▶ _Instructions to follow_
Reproduce the material verbatim, beginning at the line containing "For every <instance>" and continuing through the line containing "positive clicks: (125, 499)", both included.

▶ _Given records_
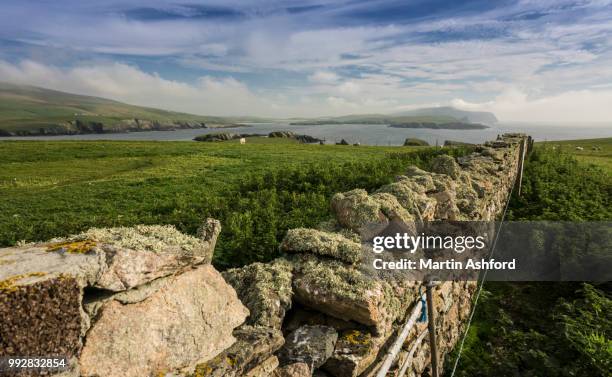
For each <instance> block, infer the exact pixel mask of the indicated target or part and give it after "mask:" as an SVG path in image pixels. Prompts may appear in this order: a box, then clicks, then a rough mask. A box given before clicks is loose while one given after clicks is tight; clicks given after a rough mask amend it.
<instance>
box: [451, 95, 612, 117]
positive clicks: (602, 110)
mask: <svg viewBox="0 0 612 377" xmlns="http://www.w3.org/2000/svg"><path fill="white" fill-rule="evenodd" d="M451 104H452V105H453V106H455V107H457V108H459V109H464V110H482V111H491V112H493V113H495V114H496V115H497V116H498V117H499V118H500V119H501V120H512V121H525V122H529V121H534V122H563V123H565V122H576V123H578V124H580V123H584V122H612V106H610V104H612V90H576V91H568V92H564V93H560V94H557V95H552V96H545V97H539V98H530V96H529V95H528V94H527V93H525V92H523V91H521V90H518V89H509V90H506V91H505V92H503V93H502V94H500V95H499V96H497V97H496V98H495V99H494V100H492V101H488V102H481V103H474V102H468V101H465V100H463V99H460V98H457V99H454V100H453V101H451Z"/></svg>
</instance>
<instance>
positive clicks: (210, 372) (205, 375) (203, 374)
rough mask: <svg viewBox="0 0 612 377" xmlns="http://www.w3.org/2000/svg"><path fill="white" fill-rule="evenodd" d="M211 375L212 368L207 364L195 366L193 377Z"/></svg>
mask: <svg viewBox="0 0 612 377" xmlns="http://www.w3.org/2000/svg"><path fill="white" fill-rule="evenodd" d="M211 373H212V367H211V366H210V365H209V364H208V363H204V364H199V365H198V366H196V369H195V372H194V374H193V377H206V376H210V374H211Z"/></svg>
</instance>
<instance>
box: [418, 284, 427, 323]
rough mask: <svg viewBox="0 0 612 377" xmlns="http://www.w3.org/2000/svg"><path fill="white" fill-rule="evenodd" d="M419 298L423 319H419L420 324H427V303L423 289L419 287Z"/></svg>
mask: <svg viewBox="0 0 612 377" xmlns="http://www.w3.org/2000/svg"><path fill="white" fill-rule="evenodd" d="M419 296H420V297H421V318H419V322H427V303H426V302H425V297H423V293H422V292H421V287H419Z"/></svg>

...

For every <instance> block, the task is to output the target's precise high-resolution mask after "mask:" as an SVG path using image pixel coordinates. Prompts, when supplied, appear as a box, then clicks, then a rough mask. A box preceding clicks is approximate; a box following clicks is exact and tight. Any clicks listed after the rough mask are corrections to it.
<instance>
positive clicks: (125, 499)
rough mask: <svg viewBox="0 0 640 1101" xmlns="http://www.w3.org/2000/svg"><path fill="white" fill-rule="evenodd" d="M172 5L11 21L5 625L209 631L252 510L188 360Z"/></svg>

==

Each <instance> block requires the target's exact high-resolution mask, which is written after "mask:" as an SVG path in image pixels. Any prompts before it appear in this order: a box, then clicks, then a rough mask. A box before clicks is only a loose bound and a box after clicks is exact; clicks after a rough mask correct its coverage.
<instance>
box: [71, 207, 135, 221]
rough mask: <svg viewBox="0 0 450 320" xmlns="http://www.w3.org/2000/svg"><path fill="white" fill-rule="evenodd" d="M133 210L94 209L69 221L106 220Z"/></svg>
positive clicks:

▶ _Exercise solution_
For every <instance> block, the task is to output the target's precise high-resolution mask after "mask:" as an SVG path using image pixel coordinates. Prompts, when supplied, appear as a box, then clicks, then a rough mask. A box preceding clicks is approximate; a box following clicks is exact and tight. Any clicks listed after the rough mask are corrections to it.
<instance>
positive clicks: (125, 499)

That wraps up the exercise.